## STATED EXERCISE 1
In the opinion piece on free movement in Africa, why does the author say an Africa-centered migration policy needs a radical change to South Africa's legal immigration framework? Answer in one to three sentences.
## STATED EXERCISE 2
Continue the opinion piece on free movement in Africa from its final sentence.
— START OF SOURCE EXCERPT —
/ 24 March 2017

Africa needs free movement

African migrants at a temporary camp of safety in Primrose
African migrants at a temporary camp of safety in Primrose

I am one of those who are actively committed to the idea of a borderless Africa.

I believe in the project of an African nationality as articulated by the best of our thinkers in the continent and in the diaspora since the 19th century.

This project includes the possibility for people of African descent scattered throughout the world to resettle in Africa if so they wish.

This is what the 2000 Ghana Immigration Act calls “the right of abode”.

Last weekend, I attended a policy conference on international migration in Sandton at which Home Affairs Minister Malusi Gigaba gave a rousing speech.

Since taking over the department of home affairs, Gigaba has been outspoken about the fact that “South Africa is an African country in Africa”.

“Our first focus,” he has consistently argued, “is Africa.” He has gone as far as calling for an “Afrocentric” international migration policy.

In so doing, he has thrown to all of us who care a challenge that is not only a policy challenge, but also an intellectual one and it is in relation to the intellectual nature of this challenge that what follows makes sense.

An Africa-centered international migration policy requires a radical altering of the South African legal immigration framework.

In spite of consecutive amendments since the advent of democracy, the latter is still in spirit and in soul too reliant on colonial and apartheid-era racial assumptions.

At their core, colonial and apartheid-era immigration policies were explicitly anti-African and anti-black.

It hardly mattered where they came from.

Whites entered South Africa through the front door; blacks from other African countries through the back door, Indians as indentured labour and native black South Africans through the dark tunnel of the pass system.

Gigaba’s call for an Africa-centered international migration policy requires a genuine change of paradigm in the management of intra-African migration.

The same change of paradigm is necessary if we are to contribute meaningfully to the unfolding global debate on human mobility in this age of planetary entanglement.

In a world in which arrest, detention, incarceration (including at sea), abandonment and deportation are seen as the most efficient ways of dealing with economic migrants, refugees and asylum seekers, we should draw from our own historical experience as African and diasporic people, and articulate a proposal for ourselves and for the world that is radically different from the anti-humanist norms and practices prevalent on matters concerning the management of human mobility.

At a deep historical level, African and diasporic struggles for freedom and self-determination have always been intertwined with the aspiration to move unchained.

Whether under conditions of slavery (Atlantic and trans-Saharan) or under colonial rule, the loss of our sovereignty automatically resulted in the loss of our right to free movement.
— END OF SOURCE EXCERPT —
— START OF EXTRACTED ENTRIES —
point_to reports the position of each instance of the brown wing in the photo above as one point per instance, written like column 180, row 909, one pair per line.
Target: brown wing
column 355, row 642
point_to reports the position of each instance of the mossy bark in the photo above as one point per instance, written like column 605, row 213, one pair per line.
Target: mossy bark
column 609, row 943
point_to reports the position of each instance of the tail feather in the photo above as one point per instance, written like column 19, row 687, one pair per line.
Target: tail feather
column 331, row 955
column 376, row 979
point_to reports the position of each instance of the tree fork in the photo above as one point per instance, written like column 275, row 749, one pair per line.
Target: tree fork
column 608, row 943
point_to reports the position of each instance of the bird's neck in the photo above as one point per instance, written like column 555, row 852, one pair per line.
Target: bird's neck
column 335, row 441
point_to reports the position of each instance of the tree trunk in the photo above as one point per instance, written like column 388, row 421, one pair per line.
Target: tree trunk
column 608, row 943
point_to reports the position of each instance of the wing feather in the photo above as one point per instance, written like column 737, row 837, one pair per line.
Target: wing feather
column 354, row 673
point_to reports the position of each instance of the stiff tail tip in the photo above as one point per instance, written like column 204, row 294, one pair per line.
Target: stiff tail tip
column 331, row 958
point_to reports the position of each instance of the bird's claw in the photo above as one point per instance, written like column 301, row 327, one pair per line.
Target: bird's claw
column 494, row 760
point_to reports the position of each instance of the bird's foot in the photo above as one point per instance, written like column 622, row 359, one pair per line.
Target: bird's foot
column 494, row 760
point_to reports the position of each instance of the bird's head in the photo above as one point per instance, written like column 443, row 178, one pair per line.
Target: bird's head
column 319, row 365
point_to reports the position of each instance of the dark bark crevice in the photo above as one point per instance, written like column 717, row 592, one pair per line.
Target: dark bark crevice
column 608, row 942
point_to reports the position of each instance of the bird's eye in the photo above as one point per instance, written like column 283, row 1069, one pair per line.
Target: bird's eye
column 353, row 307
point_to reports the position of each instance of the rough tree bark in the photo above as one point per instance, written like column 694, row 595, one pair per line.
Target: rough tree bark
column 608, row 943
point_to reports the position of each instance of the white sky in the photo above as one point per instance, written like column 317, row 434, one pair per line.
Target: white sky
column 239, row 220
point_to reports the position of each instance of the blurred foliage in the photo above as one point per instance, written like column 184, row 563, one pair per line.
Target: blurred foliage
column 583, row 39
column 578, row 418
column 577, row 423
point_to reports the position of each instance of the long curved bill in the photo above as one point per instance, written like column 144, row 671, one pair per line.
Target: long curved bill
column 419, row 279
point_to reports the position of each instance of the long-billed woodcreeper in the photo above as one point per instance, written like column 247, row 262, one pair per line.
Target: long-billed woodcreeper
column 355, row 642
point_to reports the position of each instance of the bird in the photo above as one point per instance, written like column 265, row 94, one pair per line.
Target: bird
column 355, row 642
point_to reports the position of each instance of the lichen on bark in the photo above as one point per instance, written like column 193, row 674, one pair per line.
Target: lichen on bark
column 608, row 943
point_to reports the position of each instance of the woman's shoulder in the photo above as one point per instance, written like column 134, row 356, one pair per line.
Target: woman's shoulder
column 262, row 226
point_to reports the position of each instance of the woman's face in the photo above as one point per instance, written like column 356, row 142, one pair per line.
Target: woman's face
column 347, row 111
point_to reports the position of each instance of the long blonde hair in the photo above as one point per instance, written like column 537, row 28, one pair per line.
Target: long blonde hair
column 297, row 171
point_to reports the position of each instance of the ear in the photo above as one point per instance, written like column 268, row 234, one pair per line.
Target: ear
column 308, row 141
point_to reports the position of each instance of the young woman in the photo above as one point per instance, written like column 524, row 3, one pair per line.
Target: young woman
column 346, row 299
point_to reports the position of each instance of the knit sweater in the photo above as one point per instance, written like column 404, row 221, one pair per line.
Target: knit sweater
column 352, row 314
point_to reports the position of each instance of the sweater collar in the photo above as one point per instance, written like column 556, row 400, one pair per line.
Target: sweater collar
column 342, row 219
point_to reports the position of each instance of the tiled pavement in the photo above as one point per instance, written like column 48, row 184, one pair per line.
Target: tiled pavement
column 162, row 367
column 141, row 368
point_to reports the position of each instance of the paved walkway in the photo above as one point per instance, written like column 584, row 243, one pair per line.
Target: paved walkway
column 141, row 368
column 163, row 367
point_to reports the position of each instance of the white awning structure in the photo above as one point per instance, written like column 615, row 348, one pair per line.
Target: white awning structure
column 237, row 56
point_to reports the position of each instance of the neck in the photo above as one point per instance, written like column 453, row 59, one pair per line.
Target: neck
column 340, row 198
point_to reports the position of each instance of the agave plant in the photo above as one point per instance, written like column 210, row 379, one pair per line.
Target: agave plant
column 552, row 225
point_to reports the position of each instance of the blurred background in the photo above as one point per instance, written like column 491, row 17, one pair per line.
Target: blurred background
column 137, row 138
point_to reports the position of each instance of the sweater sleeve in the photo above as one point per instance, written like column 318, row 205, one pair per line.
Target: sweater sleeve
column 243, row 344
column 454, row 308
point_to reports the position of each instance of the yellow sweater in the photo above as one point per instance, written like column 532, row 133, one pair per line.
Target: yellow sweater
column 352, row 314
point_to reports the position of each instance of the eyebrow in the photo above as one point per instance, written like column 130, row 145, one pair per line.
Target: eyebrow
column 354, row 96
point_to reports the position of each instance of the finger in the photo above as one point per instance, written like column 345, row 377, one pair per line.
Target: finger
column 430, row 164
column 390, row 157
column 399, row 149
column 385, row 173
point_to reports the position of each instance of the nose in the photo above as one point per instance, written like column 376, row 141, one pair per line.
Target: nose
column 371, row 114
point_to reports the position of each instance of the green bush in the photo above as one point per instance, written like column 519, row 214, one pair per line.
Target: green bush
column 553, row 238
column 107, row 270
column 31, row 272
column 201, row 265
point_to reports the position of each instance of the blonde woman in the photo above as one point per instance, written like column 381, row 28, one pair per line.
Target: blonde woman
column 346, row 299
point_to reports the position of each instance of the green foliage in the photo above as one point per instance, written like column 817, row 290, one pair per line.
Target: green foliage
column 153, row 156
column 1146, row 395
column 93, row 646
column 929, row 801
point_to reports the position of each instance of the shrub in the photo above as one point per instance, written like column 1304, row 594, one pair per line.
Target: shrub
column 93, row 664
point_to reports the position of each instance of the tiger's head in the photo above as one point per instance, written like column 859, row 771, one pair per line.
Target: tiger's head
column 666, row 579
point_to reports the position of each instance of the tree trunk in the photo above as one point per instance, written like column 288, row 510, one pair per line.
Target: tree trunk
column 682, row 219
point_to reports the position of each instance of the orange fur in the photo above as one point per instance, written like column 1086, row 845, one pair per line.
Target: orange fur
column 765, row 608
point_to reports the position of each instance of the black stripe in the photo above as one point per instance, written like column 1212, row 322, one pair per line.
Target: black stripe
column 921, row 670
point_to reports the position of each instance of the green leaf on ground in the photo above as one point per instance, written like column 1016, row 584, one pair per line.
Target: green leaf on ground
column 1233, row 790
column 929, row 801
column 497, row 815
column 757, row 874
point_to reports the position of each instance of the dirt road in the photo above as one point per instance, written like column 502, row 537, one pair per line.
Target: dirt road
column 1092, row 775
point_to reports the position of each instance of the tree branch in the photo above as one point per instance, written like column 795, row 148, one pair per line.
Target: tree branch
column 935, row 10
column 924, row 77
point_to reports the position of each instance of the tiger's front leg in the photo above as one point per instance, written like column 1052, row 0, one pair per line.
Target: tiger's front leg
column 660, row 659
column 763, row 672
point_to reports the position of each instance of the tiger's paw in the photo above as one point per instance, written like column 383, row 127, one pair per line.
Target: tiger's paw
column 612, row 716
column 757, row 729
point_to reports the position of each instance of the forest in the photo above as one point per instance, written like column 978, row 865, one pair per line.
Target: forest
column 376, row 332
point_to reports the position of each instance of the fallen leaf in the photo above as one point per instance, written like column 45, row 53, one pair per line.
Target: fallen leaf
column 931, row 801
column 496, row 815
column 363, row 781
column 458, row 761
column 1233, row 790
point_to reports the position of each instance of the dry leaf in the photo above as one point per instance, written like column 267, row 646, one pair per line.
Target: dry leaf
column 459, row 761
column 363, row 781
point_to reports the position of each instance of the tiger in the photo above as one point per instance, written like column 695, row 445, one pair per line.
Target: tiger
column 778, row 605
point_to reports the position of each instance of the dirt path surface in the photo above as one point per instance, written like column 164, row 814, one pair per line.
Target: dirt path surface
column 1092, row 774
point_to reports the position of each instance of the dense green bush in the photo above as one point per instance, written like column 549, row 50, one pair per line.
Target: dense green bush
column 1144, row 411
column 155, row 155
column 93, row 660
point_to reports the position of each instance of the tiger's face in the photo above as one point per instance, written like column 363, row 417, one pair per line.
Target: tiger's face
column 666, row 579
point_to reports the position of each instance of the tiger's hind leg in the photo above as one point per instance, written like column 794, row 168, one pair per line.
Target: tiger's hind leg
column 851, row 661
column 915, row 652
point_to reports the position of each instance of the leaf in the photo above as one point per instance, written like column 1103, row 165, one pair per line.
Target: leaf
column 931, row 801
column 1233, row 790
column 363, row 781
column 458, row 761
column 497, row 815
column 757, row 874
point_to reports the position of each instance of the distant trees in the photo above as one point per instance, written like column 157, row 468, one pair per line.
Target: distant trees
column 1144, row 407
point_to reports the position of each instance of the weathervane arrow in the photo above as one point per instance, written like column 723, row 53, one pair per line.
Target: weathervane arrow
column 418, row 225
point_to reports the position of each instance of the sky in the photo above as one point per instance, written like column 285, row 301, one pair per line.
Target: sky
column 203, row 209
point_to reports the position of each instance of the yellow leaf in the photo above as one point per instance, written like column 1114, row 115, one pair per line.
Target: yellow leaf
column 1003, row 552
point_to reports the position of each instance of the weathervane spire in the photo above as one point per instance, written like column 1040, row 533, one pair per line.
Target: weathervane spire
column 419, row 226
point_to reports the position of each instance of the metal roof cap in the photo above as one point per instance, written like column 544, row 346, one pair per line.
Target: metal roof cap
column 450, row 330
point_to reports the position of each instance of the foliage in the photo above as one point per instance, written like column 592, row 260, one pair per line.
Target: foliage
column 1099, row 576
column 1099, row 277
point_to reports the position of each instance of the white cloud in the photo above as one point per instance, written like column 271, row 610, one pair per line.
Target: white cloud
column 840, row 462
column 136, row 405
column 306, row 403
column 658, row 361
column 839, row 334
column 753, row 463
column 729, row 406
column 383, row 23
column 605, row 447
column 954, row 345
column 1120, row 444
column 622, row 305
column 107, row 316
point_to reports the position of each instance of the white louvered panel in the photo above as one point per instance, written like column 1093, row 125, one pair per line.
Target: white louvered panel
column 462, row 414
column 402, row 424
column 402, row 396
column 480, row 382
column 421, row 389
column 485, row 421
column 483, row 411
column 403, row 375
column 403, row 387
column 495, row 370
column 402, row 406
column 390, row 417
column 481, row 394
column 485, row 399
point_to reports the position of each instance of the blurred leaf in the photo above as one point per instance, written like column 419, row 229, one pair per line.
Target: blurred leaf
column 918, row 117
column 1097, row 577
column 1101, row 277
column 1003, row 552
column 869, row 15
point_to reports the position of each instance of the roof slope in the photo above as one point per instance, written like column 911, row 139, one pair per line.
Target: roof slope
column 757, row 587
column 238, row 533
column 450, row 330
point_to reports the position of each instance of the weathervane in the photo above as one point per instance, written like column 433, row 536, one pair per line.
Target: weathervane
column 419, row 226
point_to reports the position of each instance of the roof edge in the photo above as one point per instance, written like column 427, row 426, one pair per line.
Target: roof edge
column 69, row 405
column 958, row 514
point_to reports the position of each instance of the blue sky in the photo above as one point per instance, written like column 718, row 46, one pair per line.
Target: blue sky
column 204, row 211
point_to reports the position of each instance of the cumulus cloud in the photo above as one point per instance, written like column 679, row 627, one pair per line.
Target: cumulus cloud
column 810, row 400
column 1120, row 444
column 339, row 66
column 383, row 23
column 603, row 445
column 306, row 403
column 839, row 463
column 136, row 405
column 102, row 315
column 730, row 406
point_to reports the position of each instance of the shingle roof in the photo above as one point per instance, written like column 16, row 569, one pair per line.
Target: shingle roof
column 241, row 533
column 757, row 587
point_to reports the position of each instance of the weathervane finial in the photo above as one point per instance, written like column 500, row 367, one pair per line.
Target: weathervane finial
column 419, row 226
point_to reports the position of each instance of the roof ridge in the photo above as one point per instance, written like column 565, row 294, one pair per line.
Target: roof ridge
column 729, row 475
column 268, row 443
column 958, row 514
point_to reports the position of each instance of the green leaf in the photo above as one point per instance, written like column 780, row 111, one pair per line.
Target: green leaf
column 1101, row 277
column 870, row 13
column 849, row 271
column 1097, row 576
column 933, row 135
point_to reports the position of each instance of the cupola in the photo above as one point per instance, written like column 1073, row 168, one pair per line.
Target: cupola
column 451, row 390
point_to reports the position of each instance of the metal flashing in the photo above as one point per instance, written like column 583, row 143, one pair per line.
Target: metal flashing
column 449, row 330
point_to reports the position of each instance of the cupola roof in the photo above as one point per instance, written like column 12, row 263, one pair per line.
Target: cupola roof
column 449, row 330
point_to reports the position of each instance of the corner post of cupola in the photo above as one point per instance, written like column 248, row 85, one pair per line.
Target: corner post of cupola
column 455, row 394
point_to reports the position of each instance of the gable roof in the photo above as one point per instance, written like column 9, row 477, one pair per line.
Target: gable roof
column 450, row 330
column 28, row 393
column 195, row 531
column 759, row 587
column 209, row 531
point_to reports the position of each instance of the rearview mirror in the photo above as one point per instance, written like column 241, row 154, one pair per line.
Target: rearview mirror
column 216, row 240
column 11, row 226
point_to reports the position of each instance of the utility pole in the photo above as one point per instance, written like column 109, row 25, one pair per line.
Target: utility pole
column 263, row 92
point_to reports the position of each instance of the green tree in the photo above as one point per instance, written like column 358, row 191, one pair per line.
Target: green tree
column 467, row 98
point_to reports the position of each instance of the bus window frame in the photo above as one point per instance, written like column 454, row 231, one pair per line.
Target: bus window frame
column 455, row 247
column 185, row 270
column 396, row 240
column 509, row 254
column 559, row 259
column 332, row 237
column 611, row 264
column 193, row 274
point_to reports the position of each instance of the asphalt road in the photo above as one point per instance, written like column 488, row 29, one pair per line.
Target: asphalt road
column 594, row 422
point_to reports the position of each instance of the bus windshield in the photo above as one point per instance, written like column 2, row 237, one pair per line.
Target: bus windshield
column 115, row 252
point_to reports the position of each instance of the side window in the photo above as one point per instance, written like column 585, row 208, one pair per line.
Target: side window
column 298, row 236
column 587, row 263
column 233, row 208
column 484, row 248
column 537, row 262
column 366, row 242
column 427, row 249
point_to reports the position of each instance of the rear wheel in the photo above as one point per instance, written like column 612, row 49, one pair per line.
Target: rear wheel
— END OF EXTRACTED ENTRIES —
## WRITTEN REPLY 1
Despite repeated amendments since democracy, the framework still relies in spirit and in soul on colonial and apartheid-era racial assumptions. The author notes that those earlier immigration policies were explicitly anti-African and anti-black at their core.

## WRITTEN REPLY 2
This is the reason the dream of a free, redeemed and mighty African nation — a “bright star among the constellation of nations” as Marcus Garvey, a proponent of black nationalism and pan-Africanism, once put it — was inextricably linked to the recovery of the right to come and go without let or hindrance across this colossal continent.

Our history in modernity has been, to a large extent, one of constant displacement and confinement, forced migrations and coerced labour.

Think of the plantation system in the Americas and the Caribbean.

Think of the “black codes”, the “Pig laws” and the vagrancy statutes after the failure of Reconstruction in the United States in 1877.

Think of the chain gangs labouring at tasks such as road construction, ditch digging and farming.

Think, too, of the Code de l’indigénat in French colonial Africa, a set of laws establishing an inferior legal status for local people, of the Bantustans and labour reserves in Southern Africa and of the carceral industrial complex in today’s US.

In each instance, to be African and to be black has meant to be consigned to one or the other of the many spaces of confinement modernity invented.

The scramble for Africa in the 19th century and the carving of its boundaries along colonial lines turned the continent into a carceral space and each of us into a potential illegal migrant unable to move except under increasingly punitive conditions.

Entrapment became the precondition for the exploitation of our labour, which is why the struggles for emancipation and racial upliftment were so intertwined with the struggles for the right to move freely.

To complete the project of decolonisation, this is the historical legacy of racial violence we must systematically undo.

Any Africa-centered international migration policy for the 21st century will, of necessity, subscribe to this abolitionist agenda.

It will be a policy that makes it possible for Africans and people of African descent across the globe to move unhindered across our colonial borders and to settle wherever they desire in this colossal continent turned, almost by design, into a mass penitentiary.

Such a policy will protect every single African or person of African descent from the humiliation of being made to feel or be treated as a stranger in Africa.

It will subscribe to a project of openness and circulation rather than of closure and immobilisation.

Anything that, in the name of “national interest”, “national security” or any other pretext goes against this goal is by definition anti-African and anti-black.

But this is where the conundrum starts.

South Africa under black majority rule cannot possibly be pro-black and yet anti-African.

Nor can it be anti-black and pro-African.

To be sure, worldwide the nation-state system is still the norm.

In the name of national sovereignty, each national state on Earth has the right to allow in — or to keep out — whoever it deems undesirable.

South Africa cannot be asked to unilaterally share its sovereignty over its borders or to surrender it while other African states keep theirs for themselves.

Opening African borders or abolishing them will be a gradual, mutual and reciprocal endeavour or it simply won’t happen.

South Africa cannot legitimately be asked to attend alone to every single economic migrant in Africa.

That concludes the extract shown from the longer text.